__Given instruction 1__. Write out the passage of the JSON support thread below from "continuous-integration/travis-ci The Travis" up to and including "for the PR!".
__Given instruction 2__. In the JSON support thread below, why does the code map the .json extension to the module name '.json_parser' instead of json? Answer in one to three sentences.

__Extract__.
New issue

Have a question about this project? Sign up for a free GitHub account to open an issue and contact its maintainers and the community.

By clicking “Sign up for GitHub”, you agree to our terms of service and privacy statement. We’ll occasionally send you account related emails.

Already on GitHub? Sign in to your account

Support for JSON #13

Merged
merged 6 commits into from Jul 30, 2014

Conversation

Projects
None yet
2 participants
@anthonygarvan
Contributor

anthonygarvan commented Jul 30, 2014

Extracts string fields from a JSON document because hey, who doesn't love recursion? Suitable for text analysis of MongoDB dumps via mongoexport command. Output does not maintain / enforce any order of fields in an object, so the result should be used in bag-of-words modelling- n-gram algos beware. Also includes a small doc revision. All tests are passing on travis: https://travis-ci.org/anthonygarvan/textract.

Also, the md5sum seems to be broken for the snow_fall.html example on Ubuntu 13.10 (fails for me locally but passes on Travis). Using OS utilities for this seems overkill - any reason not to use python's hashlib?

@@ -18,8 +18,11 @@ def process(filename, **kwargs):
# is a relative import so the name of the package is necessary
root, ext = os.path.splitext(filename)
ext = ext.lower()
# cannot call module json.py, conflicts with built-in json library
module = '.json_parser' if ext == '.json' else ext

This comment has been minimized.

@deanmalmgren

deanmalmgren Jul 30, 2014

Owner

This is an interesting way of handling this. Maybe we should rename all of the parser modules to something like {{ext}}_parser to avoid conflicts with globally installed packages.

We run into this problem in the docx and pptx modules too and we use the utils.non_local_import function to deal with it. While clever, I'm not terribly happy with that implementation and think you've got a better way of handling this. I'll make some changes to how those are incorporated after merging.

@deanmalmgren

This comment has been minimized.

Owner

deanmalmgren commented Jul 30, 2014

Nice! Thanks for the contribution.

Regarding the use of python's hashlib vs using the system command md5, I'm totally ambivalent (they should actually give the same results, I believe). Since the run_functional_tests.sh script is already a shell script, md5 seemed like a natural choice but I'm open to changing.

Merging now and I'll rename all the modules to {{ext}}_parser as you suggest. Great idea; this is much clearer.

deanmalmgren added a commit that referenced this pull request Jul 30, 2014

@deanmalmgren deanmalmgren merged commit 5982099 into deanmalmgren:master Jul 30, 2014

1 check passed

continuous-integration/travis-ci The Travis CI build passed
Details
@deanmalmgren

This comment has been minimized.

Owner

deanmalmgren commented Jul 30, 2014

Also, for what its worth, in da09661 I made sure to sort the keys of the dictionary to make sure that the results of the json parser are always returned in the same (alphabetical) order.

Thanks again for the PR!

@anthonygarvan

This comment has been minimized.

Contributor

anthonygarvan commented Jul 30, 2014

Glad to help- cool project, well structured. I wonder what was going on with my md5sum - why it would work on Travis but not locally. I suspected OS issues but may be something else.

Makes sense to sort the dictionaries alphabetically.

__Dataset excerpt__.

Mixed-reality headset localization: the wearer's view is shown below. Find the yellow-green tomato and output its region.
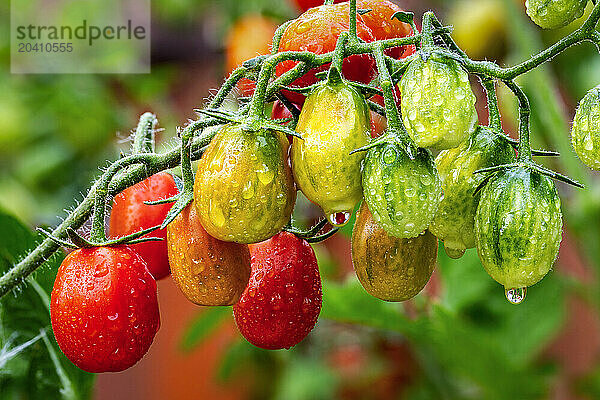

__Problem solution 1__.
continuous-integration/travis-ci The Travis CI build passed
Details
@deanmalmgren

This comment has been minimized.

Owner

deanmalmgren commented Jul 30, 2014

Also, for what its worth, in da09661 I made sure to sort the keys of the dictionary to make sure that the results of the json parser are always returned in the same (alphabetical) order.

Thanks again for the PR!

__Problem solution 2__. A module named json.py would conflict with the built-in json library, so the parser for .json files gets the name json_parser instead.